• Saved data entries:
"""

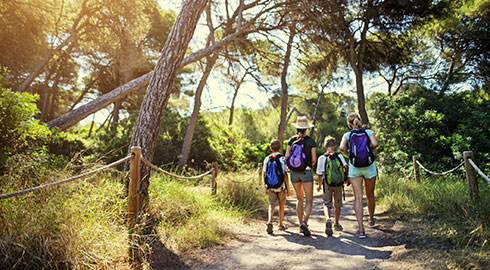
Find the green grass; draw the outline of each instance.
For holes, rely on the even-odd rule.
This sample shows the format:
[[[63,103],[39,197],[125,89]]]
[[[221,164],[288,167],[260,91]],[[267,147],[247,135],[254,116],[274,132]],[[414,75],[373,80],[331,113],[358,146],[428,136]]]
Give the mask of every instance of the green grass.
[[[462,174],[423,176],[421,183],[388,175],[377,182],[376,196],[406,223],[407,234],[427,241],[420,249],[443,251],[453,268],[466,269],[490,257],[490,184],[480,180],[479,189],[480,202],[474,205]]]
[[[78,171],[69,165],[46,170],[34,180],[30,170],[17,172],[0,177],[0,193]],[[265,196],[256,192],[256,181],[233,185],[218,177],[218,194],[212,195],[209,179],[191,182],[154,173],[149,207],[136,230],[137,248],[151,251],[153,241],[174,251],[222,244],[235,224],[264,206]],[[0,269],[125,267],[130,248],[126,217],[125,189],[117,171],[0,200]]]

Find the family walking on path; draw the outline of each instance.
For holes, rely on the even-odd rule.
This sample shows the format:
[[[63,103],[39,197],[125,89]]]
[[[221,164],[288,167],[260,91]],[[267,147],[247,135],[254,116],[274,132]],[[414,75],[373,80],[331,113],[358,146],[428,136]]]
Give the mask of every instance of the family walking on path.
[[[323,190],[323,209],[325,214],[325,233],[333,235],[333,230],[342,231],[340,214],[344,183],[352,185],[354,192],[354,212],[358,229],[356,236],[366,238],[363,222],[363,183],[368,204],[368,226],[375,227],[374,188],[378,171],[373,150],[378,147],[374,131],[364,129],[358,114],[352,113],[347,118],[349,131],[342,136],[337,152],[335,138],[327,136],[323,142],[325,154],[318,157],[315,140],[306,135],[306,130],[313,127],[306,117],[298,117],[294,127],[296,135],[288,140],[286,154],[281,154],[281,142],[272,140],[270,149],[273,152],[264,160],[265,192],[269,195],[269,211],[267,233],[273,233],[273,216],[279,206],[279,230],[286,230],[284,221],[284,205],[290,194],[289,180],[296,193],[296,215],[299,232],[310,236],[308,220],[313,209],[313,168],[316,166],[318,180],[317,191]],[[345,154],[345,157],[344,157]],[[348,162],[346,158],[348,157]],[[288,175],[288,173],[290,175]],[[322,189],[323,187],[323,189]],[[332,208],[334,216],[332,221]],[[332,229],[333,227],[333,229]]]

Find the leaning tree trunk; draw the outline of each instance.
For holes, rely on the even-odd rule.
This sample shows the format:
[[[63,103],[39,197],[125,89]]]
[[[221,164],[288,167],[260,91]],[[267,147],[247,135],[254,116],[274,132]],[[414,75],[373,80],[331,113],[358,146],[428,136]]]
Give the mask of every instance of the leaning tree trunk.
[[[288,83],[286,77],[288,75],[289,63],[291,62],[291,50],[293,46],[294,36],[296,35],[296,28],[294,26],[289,27],[289,40],[286,48],[286,54],[284,55],[284,66],[281,73],[281,120],[279,121],[279,127],[277,131],[277,139],[281,142],[281,150],[283,148],[284,131],[286,130],[286,114],[288,110]]]
[[[186,58],[184,58],[184,60],[182,60],[180,67],[186,66],[190,63],[194,63],[199,59],[202,59],[203,57],[210,55],[214,51],[219,50],[222,47],[226,46],[227,44],[239,39],[241,35],[243,35],[243,32],[231,34],[223,38],[222,40],[216,42],[216,44],[211,45],[207,48],[204,48],[198,52],[195,52],[187,56]],[[66,130],[72,127],[73,125],[77,124],[78,122],[83,120],[85,117],[91,115],[92,113],[95,113],[100,109],[107,107],[109,104],[115,102],[116,100],[124,98],[134,93],[136,90],[140,89],[141,87],[145,86],[150,81],[150,78],[153,76],[153,73],[154,71],[150,71],[144,75],[141,75],[140,77],[126,83],[125,85],[121,85],[111,90],[109,93],[104,94],[88,102],[87,104],[84,104],[72,111],[69,111],[63,115],[58,116],[57,118],[48,122],[48,127],[49,128],[58,127],[61,130]]]
[[[141,104],[130,147],[141,147],[143,157],[149,162],[153,161],[158,131],[175,78],[196,29],[197,21],[207,2],[208,0],[186,0],[182,4],[182,9],[165,42],[162,55],[154,69]],[[147,166],[142,166],[141,175],[143,178],[138,205],[140,209],[144,209],[148,201],[149,169]]]
[[[197,120],[199,117],[199,111],[201,109],[201,96],[204,86],[206,85],[206,81],[208,80],[209,74],[211,74],[211,70],[213,70],[213,66],[218,59],[218,53],[213,54],[211,57],[208,57],[206,63],[206,69],[202,74],[201,81],[199,81],[199,85],[197,86],[196,93],[194,96],[194,109],[192,110],[191,119],[189,120],[189,126],[187,126],[187,131],[184,137],[184,143],[182,144],[182,152],[179,157],[178,170],[181,171],[182,168],[187,164],[187,160],[189,159],[189,153],[191,151],[191,143],[192,138],[194,137],[194,131],[196,130]]]

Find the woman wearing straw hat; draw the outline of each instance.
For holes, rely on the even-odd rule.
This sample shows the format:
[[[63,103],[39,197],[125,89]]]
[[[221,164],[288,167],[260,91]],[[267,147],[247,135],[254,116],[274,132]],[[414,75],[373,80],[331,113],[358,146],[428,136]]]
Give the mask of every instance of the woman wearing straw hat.
[[[316,163],[316,142],[306,135],[306,129],[313,127],[306,116],[300,116],[293,124],[296,135],[291,137],[286,148],[286,160],[291,169],[291,182],[297,196],[296,214],[301,224],[300,233],[310,236],[308,219],[313,208],[313,165]],[[300,153],[300,154],[298,154]],[[301,157],[301,158],[300,158]],[[306,201],[304,207],[303,202]]]

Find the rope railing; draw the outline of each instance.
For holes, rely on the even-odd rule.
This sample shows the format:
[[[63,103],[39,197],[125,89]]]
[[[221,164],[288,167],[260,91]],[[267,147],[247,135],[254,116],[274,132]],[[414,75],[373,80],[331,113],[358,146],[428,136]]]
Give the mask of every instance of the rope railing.
[[[146,160],[145,158],[141,158],[141,161],[143,161],[143,163],[145,163],[146,165],[148,165],[149,167],[151,167],[152,169],[158,171],[158,172],[161,172],[163,174],[166,174],[168,176],[172,176],[172,177],[175,177],[175,178],[181,178],[181,179],[187,179],[187,180],[192,180],[192,179],[199,179],[199,178],[202,178],[208,174],[211,174],[213,171],[214,171],[214,168],[211,168],[211,170],[203,173],[203,174],[200,174],[200,175],[196,175],[196,176],[182,176],[182,175],[177,175],[177,174],[173,174],[171,172],[167,172],[165,170],[162,170],[160,168],[158,168],[156,165],[153,165],[151,162],[149,162],[148,160]]]
[[[473,162],[473,160],[471,160],[471,158],[468,158],[468,162],[471,164],[471,166],[475,169],[475,171],[483,178],[485,179],[485,181],[487,181],[488,183],[490,183],[490,178],[488,178],[488,176],[486,176],[481,170],[480,168],[478,168],[478,166],[476,166],[475,162]]]
[[[115,166],[117,166],[117,165],[119,165],[121,163],[124,163],[124,162],[130,160],[131,158],[132,158],[132,156],[127,156],[127,157],[125,157],[123,159],[120,159],[118,161],[114,161],[111,164],[102,166],[102,167],[100,167],[98,169],[95,169],[95,170],[92,170],[92,171],[89,171],[89,172],[86,172],[86,173],[83,173],[83,174],[80,174],[80,175],[77,175],[77,176],[73,176],[73,177],[70,177],[70,178],[67,178],[67,179],[63,179],[63,180],[60,180],[60,181],[56,181],[56,182],[52,182],[52,183],[49,183],[49,184],[44,184],[44,185],[40,185],[40,186],[36,186],[36,187],[26,188],[26,189],[15,191],[15,192],[0,194],[0,200],[1,199],[6,199],[6,198],[10,198],[10,197],[19,196],[19,195],[22,195],[22,194],[25,194],[25,193],[37,191],[37,190],[40,190],[40,189],[45,189],[45,188],[52,187],[52,186],[57,186],[57,185],[65,184],[65,183],[72,182],[72,181],[75,181],[75,180],[80,179],[80,178],[85,178],[87,176],[90,176],[90,175],[99,173],[99,172],[101,172],[101,171],[103,171],[105,169],[109,169],[111,167],[115,167]]]
[[[228,181],[231,181],[231,182],[234,182],[234,183],[239,183],[239,184],[241,184],[241,183],[246,183],[246,182],[249,182],[249,181],[251,181],[252,179],[254,179],[254,177],[257,175],[257,173],[258,173],[259,171],[260,171],[260,167],[259,167],[259,168],[257,168],[257,170],[255,170],[255,173],[254,173],[252,176],[250,176],[250,177],[249,177],[247,180],[243,180],[243,181],[233,180],[233,179],[228,178],[228,177],[226,177],[226,176],[224,176],[224,175],[223,175],[223,177],[224,177],[226,180],[228,180]]]
[[[445,171],[445,172],[440,172],[440,173],[438,173],[438,172],[433,172],[433,171],[431,171],[431,170],[429,170],[429,169],[425,168],[425,167],[424,167],[424,165],[422,165],[422,164],[421,164],[421,163],[420,163],[418,160],[416,160],[415,162],[417,162],[417,164],[420,166],[420,168],[422,168],[424,171],[426,171],[426,172],[428,172],[428,173],[430,173],[430,174],[432,174],[432,175],[438,175],[438,176],[442,176],[442,175],[446,175],[446,174],[452,173],[452,172],[454,172],[455,170],[457,170],[457,169],[461,168],[461,166],[463,166],[463,165],[464,165],[464,161],[463,161],[463,162],[461,162],[461,163],[460,163],[458,166],[456,166],[456,167],[452,168],[452,169],[451,169],[451,170],[449,170],[449,171]]]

"""

• Your assignment:
Give the lines again exactly, starting where the entries begin and stopping once the line with "Find the family" is included; pictures are not copied.

• Written reply:
Find the green grass; draw the outline of each instance.
For holes, rely on the even-odd rule.
This sample shows the format:
[[[63,103],[39,197],[125,89]]]
[[[221,164],[288,167],[260,91]],[[267,147],[247,135],[254,116],[274,132]],[[414,75],[373,80],[331,113],[358,146],[428,136]]]
Give the mask of every instance of the green grass.
[[[462,174],[423,176],[421,183],[388,175],[377,182],[376,196],[406,223],[407,234],[427,241],[420,249],[443,251],[453,268],[466,269],[490,257],[490,184],[480,180],[479,189],[480,202],[474,205]]]
[[[78,171],[69,165],[46,170],[34,180],[30,170],[17,172],[0,177],[0,193]],[[265,196],[256,192],[256,181],[233,185],[218,177],[218,194],[212,195],[209,179],[191,182],[154,173],[149,207],[136,230],[137,248],[151,251],[153,241],[174,251],[222,244],[235,224],[264,206]],[[0,269],[125,267],[130,248],[126,217],[125,189],[117,171],[0,200]]]

Find the family walking on path; draw the outline of each instance.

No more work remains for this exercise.